## START Listed entries

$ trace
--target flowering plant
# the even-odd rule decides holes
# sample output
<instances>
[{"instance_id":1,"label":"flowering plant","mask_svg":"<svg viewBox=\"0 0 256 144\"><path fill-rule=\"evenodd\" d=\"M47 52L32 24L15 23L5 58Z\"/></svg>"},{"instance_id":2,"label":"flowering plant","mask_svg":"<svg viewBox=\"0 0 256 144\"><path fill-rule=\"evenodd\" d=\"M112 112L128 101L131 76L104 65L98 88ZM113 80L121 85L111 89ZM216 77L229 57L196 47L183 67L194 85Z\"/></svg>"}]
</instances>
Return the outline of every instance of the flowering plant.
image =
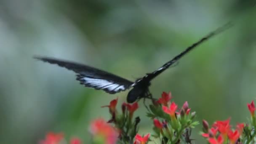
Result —
<instances>
[{"instance_id":1,"label":"flowering plant","mask_svg":"<svg viewBox=\"0 0 256 144\"><path fill-rule=\"evenodd\" d=\"M139 117L134 117L134 112L139 108L137 102L132 104L123 103L121 112L117 109L118 99L112 100L108 107L110 119L107 121L103 119L94 120L91 124L89 131L92 139L91 143L146 144L152 141L159 144L191 144L192 130L199 124L194 120L196 112L191 112L187 101L179 107L172 99L171 93L163 92L157 100L152 99L147 106L147 116L152 120L154 133L144 135L138 133ZM211 144L241 144L256 143L256 119L254 101L248 104L251 113L251 120L247 124L238 123L233 129L229 124L230 118L223 121L216 121L211 127L205 120L202 122L202 136ZM159 142L156 142L157 140ZM67 144L62 133L50 132L40 144ZM70 144L81 144L78 138L72 138Z\"/></svg>"}]
</instances>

## END Listed entries

Requirements :: Copy these rows again line for line, leaving out the picture.

Reply to the exercise ::
$ trace
--target flowering plant
# the even-odd rule decides holes
# sample output
<instances>
[{"instance_id":1,"label":"flowering plant","mask_svg":"<svg viewBox=\"0 0 256 144\"><path fill-rule=\"evenodd\" d=\"M47 52L32 24L15 23L5 58Z\"/></svg>"},{"instance_id":2,"label":"flowering plant","mask_svg":"<svg viewBox=\"0 0 256 144\"><path fill-rule=\"evenodd\" d=\"M112 112L128 101L131 76L104 65L98 88ZM113 80L121 85L111 89ZM216 77L229 57L196 47L183 67L194 85Z\"/></svg>"}]
</instances>
Return the outline of every instance of the flowering plant.
image =
Result —
<instances>
[{"instance_id":1,"label":"flowering plant","mask_svg":"<svg viewBox=\"0 0 256 144\"><path fill-rule=\"evenodd\" d=\"M139 117L134 117L134 112L139 108L137 102L132 104L123 103L121 112L117 109L118 99L112 100L108 107L110 119L107 121L103 119L94 120L91 124L89 131L92 139L91 143L146 144L152 141L159 144L191 144L192 130L199 124L194 120L196 112L191 112L187 101L179 107L172 99L171 93L163 92L157 100L152 99L147 106L147 116L152 120L154 133L144 135L138 133ZM211 144L241 144L256 143L256 119L254 101L248 104L251 113L251 120L247 124L238 123L233 129L229 124L230 118L223 121L216 121L211 127L205 120L202 122L202 136ZM159 142L156 142L157 140ZM67 144L62 133L50 132L40 144ZM70 144L81 144L78 138L72 138Z\"/></svg>"}]
</instances>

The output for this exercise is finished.